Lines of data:
****************

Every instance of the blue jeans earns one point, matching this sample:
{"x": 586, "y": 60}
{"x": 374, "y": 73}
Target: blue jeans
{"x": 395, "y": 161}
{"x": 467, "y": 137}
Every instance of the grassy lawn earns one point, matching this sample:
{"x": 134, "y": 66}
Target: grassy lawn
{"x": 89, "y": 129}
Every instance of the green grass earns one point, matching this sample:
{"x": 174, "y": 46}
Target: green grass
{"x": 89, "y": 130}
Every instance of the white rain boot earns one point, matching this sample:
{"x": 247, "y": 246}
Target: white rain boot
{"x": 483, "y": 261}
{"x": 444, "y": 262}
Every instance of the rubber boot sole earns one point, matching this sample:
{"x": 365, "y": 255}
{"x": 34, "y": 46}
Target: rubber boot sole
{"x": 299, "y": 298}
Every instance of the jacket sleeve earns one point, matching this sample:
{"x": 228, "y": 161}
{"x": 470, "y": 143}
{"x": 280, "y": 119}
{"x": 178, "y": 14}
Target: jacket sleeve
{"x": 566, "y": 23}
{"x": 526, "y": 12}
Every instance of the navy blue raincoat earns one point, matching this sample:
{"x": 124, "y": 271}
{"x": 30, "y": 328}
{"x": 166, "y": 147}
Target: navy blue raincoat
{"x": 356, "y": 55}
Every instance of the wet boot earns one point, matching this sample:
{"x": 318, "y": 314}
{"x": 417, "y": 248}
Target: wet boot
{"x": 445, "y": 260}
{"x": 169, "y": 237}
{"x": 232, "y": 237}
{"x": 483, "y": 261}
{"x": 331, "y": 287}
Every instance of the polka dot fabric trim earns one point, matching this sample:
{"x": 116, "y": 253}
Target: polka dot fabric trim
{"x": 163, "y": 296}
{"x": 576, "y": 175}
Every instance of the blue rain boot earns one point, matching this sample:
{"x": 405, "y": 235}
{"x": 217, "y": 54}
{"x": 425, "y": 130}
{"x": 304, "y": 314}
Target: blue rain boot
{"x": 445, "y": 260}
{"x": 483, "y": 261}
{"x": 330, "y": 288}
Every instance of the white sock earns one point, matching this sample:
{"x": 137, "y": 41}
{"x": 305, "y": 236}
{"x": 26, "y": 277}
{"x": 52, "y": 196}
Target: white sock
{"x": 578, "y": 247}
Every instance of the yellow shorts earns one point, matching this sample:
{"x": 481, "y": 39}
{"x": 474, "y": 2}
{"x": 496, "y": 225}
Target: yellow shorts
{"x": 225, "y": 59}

****************

AIM OF THE TASK: Give exactly the lines from the one with "Every instance of the jacket" to the end of the entries, nothing before them.

PROBLEM SOLUTION:
Every instance of the jacket sleeve earns one point, matching this sample:
{"x": 228, "y": 161}
{"x": 470, "y": 143}
{"x": 280, "y": 119}
{"x": 178, "y": 14}
Target: jacket sleeve
{"x": 566, "y": 23}
{"x": 526, "y": 12}
Every instance of the navy blue raincoat earns one point, matching this sample:
{"x": 124, "y": 271}
{"x": 30, "y": 328}
{"x": 166, "y": 147}
Target: navy blue raincoat
{"x": 356, "y": 55}
Every instance of the wet boot earns one point, matching this sample:
{"x": 318, "y": 314}
{"x": 417, "y": 248}
Target: wet boot
{"x": 445, "y": 260}
{"x": 169, "y": 237}
{"x": 232, "y": 237}
{"x": 483, "y": 261}
{"x": 331, "y": 287}
Every instance of the polka dot fabric trim earns one point, matching this sample:
{"x": 116, "y": 253}
Target: polka dot fabric trim
{"x": 163, "y": 296}
{"x": 576, "y": 175}
Every instance of the blue rain boot earns one point, matching this sample:
{"x": 405, "y": 235}
{"x": 217, "y": 54}
{"x": 425, "y": 130}
{"x": 304, "y": 314}
Target: blue rain boot
{"x": 445, "y": 260}
{"x": 483, "y": 261}
{"x": 330, "y": 288}
Every instance of the white sock earns one point, matching this sample:
{"x": 137, "y": 41}
{"x": 305, "y": 236}
{"x": 26, "y": 277}
{"x": 52, "y": 196}
Target: white sock
{"x": 578, "y": 247}
Every instance of the yellow shorts earns one point, matching this sample:
{"x": 481, "y": 39}
{"x": 474, "y": 2}
{"x": 496, "y": 225}
Target: yellow shorts
{"x": 225, "y": 59}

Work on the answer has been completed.